DATA FOR THIS TASK below:

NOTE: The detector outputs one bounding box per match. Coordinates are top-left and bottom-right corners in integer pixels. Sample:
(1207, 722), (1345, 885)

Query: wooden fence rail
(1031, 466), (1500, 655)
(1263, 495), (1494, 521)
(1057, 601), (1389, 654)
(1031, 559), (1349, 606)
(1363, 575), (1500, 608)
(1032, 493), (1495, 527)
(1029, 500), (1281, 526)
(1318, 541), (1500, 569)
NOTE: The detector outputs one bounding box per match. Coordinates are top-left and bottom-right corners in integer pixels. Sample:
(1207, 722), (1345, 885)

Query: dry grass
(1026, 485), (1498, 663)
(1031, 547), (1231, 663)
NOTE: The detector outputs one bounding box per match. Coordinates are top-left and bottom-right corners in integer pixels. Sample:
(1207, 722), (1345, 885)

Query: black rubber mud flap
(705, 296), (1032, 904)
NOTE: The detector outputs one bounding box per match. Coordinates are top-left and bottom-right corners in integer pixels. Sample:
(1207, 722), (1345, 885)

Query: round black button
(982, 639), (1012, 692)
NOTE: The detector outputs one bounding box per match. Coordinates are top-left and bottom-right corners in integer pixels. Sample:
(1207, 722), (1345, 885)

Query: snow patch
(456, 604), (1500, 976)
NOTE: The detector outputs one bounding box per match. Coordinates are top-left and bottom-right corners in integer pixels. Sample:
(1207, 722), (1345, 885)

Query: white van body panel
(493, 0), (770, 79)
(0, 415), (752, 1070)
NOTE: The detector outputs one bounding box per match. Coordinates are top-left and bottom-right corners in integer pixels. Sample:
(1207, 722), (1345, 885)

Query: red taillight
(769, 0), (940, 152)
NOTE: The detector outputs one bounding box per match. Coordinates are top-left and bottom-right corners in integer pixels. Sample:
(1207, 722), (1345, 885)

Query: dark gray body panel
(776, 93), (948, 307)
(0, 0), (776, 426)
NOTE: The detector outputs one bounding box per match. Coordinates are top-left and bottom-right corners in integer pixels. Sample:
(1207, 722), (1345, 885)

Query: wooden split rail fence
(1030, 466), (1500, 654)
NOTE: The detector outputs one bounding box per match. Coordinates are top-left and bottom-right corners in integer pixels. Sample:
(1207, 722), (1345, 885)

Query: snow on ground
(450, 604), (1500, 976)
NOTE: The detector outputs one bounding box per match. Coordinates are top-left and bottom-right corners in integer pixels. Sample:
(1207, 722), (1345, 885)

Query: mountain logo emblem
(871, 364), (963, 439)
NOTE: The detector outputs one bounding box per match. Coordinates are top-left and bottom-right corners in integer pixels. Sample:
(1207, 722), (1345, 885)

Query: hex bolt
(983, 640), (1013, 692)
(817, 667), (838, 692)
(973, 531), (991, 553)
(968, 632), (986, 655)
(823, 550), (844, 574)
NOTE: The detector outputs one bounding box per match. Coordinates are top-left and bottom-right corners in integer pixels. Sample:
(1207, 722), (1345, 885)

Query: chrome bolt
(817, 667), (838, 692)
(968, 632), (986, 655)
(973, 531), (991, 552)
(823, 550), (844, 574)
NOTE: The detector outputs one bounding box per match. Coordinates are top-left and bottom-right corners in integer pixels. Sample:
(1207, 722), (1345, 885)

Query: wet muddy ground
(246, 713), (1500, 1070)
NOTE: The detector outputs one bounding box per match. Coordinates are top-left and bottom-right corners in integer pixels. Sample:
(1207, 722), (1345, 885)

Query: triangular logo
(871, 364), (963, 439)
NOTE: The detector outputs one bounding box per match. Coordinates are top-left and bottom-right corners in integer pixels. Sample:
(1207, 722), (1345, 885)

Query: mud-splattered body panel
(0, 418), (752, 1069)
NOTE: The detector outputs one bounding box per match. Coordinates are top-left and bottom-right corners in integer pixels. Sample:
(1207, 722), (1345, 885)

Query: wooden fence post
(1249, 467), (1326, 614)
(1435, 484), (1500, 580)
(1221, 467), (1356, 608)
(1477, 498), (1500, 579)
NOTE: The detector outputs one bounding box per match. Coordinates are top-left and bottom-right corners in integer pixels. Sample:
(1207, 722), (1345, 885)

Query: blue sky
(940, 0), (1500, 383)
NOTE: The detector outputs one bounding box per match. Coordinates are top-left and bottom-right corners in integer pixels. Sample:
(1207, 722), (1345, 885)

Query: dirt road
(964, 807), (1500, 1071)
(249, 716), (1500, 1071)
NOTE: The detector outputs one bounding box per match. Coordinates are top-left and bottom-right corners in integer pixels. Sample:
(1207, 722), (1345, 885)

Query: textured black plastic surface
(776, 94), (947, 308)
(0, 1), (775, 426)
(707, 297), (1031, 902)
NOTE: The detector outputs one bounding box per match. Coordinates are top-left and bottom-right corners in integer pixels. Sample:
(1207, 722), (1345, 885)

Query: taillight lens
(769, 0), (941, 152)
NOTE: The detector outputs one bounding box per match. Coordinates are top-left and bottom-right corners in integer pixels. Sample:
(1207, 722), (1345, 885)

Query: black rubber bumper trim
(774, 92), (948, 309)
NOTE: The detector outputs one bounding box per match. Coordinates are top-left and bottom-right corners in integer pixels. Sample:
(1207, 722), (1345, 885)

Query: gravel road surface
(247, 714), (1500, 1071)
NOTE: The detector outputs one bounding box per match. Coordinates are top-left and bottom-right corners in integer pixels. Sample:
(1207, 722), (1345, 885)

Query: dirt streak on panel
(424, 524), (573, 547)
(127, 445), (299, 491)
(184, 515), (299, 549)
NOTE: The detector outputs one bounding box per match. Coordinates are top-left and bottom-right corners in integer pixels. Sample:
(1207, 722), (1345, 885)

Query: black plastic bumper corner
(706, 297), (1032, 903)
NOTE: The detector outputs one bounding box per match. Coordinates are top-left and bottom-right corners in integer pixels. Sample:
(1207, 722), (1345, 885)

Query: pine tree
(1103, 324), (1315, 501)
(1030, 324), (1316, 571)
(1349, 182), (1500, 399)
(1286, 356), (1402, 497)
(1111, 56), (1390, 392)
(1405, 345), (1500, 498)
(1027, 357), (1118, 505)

End of DATA FOR THIS TASK.

» **REQUIRED ACTION**: Repeat the material in full, exactly as written.

» **SOLUTION TO THIS EXERCISE**:
NOTE: The detector outputs one bounding box per match. Coordinates are top-left and bottom-right corners in integer pixels. Sample:
(1207, 722), (1345, 885)

Query: wooden fence rail
(1031, 466), (1500, 655)
(1263, 495), (1494, 521)
(1057, 601), (1389, 654)
(1031, 559), (1349, 606)
(1363, 575), (1500, 608)
(1032, 493), (1495, 527)
(1029, 500), (1281, 526)
(1318, 541), (1500, 569)
NOTE: The detector outputs one bounding box per match. Coordinates are top-left and bottom-right corners in integer pixels. Sample:
(1207, 722), (1345, 885)

Query: dry grass
(1026, 485), (1498, 663)
(1031, 547), (1231, 663)
NOTE: The detector outputs one bounding box per match. Coordinates are top-left and bottom-right corners in integer pixels. Sample:
(1207, 722), (1345, 885)

Query: black rubber mud flap
(705, 296), (1032, 904)
NOTE: The detector outputs one bounding box per match. Coordinates are top-left and bottom-right corners in integer pixels. Sample:
(1207, 722), (1345, 885)

Query: round black button
(982, 639), (1012, 692)
NOTE: The detector outputs one bounding box per match. Coordinates are top-left and bottom-right corners in integer pixels. Sample:
(1207, 722), (1345, 885)

Query: snow patch
(456, 604), (1500, 976)
NOTE: The detector outputs one bounding box per match. Coordinates are top-left and bottom-right corners in integer pixels. Sample:
(1207, 722), (1345, 885)

Query: white van body panel
(493, 0), (770, 79)
(0, 415), (752, 1070)
NOTE: The detector outputs one bounding box per match. Coordinates are top-left and bottom-right corners in integer pixels. Sample:
(1207, 722), (1345, 885)

Query: red taillight
(769, 0), (940, 152)
NOTE: The detector outputs one bounding box per match. Coordinates are top-left and bottom-right corners in integer pixels. Sample:
(1207, 722), (1345, 885)

Query: dark gray body panel
(776, 93), (948, 307)
(0, 0), (776, 426)
NOTE: The detector outputs one bounding box per match. Coordinates are top-left and bottom-right corners in integer pixels. Sample:
(1207, 722), (1345, 885)

Query: wooden split rail fence
(1030, 466), (1500, 654)
NOTE: The detector outputs one bounding box per match. Coordinates are top-left and bottom-right corners in integer pixels. Sample:
(1207, 722), (1345, 885)

Query: snow on ground
(450, 604), (1500, 976)
NOTE: The detector outputs one bounding box per match. Coordinates are top-left and bottom-right corners in integer pixels. Sample:
(1207, 722), (1345, 885)

Query: mountain logo emblem
(871, 364), (963, 439)
NOTE: The detector outputs one bounding box per match. Coordinates are top-left and bottom-right corners in integer pixels. Sample:
(1207, 722), (1345, 885)

Query: hex bolt
(983, 640), (1013, 692)
(817, 667), (838, 692)
(973, 531), (991, 553)
(968, 632), (986, 655)
(823, 550), (844, 574)
NOTE: The detector outputs one bounding box per match. Coordinates are top-left and bottom-right corners in integer pixels. Sample:
(1207, 722), (1345, 885)

Query: chrome bolt
(817, 667), (838, 692)
(968, 632), (986, 655)
(973, 531), (991, 552)
(823, 550), (844, 574)
NOTE: The detector outputs one bounding box per match. Coordinates are top-left and bottom-right corners in integer pixels. Sample:
(1207, 722), (1345, 885)

Query: wet muddy ground
(246, 713), (1500, 1070)
NOTE: The detector outputs one bounding box per match. Coordinates are top-left and bottom-right corners in integer pixels. Sample:
(1207, 722), (1345, 885)

Query: triangular logo
(871, 364), (963, 439)
NOTE: The detector outputs one bounding box per match. Coordinates are top-left and bottom-right corners in integer pixels. Sample:
(1207, 722), (1345, 885)

Query: mud-splattered body panel
(0, 418), (752, 1069)
NOTE: The detector outputs one bounding box per match. Coordinates are top-left and bottom-right corners in integer pixels. Sample:
(1207, 722), (1345, 885)

Query: wooden fence post
(1249, 467), (1326, 614)
(1435, 484), (1500, 580)
(1221, 467), (1356, 608)
(1477, 498), (1500, 579)
NOTE: The detector outputs one bounding box per match. Coordinates are top-left and bottom-right corners in integer pixels. Sample:
(1207, 722), (1345, 885)

Query: blue sky
(940, 0), (1500, 383)
NOTE: The detector outputs one bounding box per match. Coordinates are top-left and bottom-right corners in integer pixels. Sample:
(1207, 722), (1345, 885)

Query: dirt road
(964, 807), (1500, 1071)
(249, 716), (1500, 1071)
NOTE: The detector outputs one bounding box per match. Coordinates are top-left and bottom-right corners in integer pixels. Sample:
(1207, 722), (1345, 885)

Query: textured black plastic surface
(776, 94), (947, 308)
(0, 1), (775, 426)
(707, 297), (1031, 902)
NOTE: The detector outputs one bounding box per match. Coordinates are top-left and bottom-right corners in integer pixels. Sample:
(1207, 722), (1345, 885)

Query: taillight lens
(769, 0), (941, 152)
NOTE: The detector outputs one bounding box per match. Coordinates are top-left and bottom-right corners in integer pixels. Sample:
(1207, 722), (1345, 885)

Query: black rubber bumper trim
(774, 92), (948, 309)
NOTE: The detector outputs one bounding box per match. Coordinates are top-left and bottom-right corners in integer pixels. Sample:
(1207, 722), (1345, 885)

Query: gravel road surface
(247, 714), (1500, 1071)
NOTE: The detector outputs one bounding box per match. Coordinates are top-left and bottom-right corners in integer pixels. Sample:
(1207, 722), (1345, 885)

Query: dirt streak on panel
(424, 524), (573, 547)
(127, 445), (299, 491)
(184, 515), (299, 549)
NOTE: The detector outputs one bounding box per match. Coordinates are top-left and bottom-right corners in integer pixels. Sample:
(1207, 722), (1345, 885)

Query: black plastic bumper corner
(706, 297), (1032, 903)
NOTE: The detector outputs one bounding box per match. Coordinates are top-left and bottom-right corners in integer pixels. Sample:
(1207, 722), (1345, 885)

Query: pine tree
(1103, 324), (1315, 501)
(1030, 324), (1316, 571)
(1349, 182), (1500, 399)
(1286, 356), (1402, 497)
(1111, 56), (1390, 392)
(1405, 345), (1500, 498)
(1027, 357), (1118, 505)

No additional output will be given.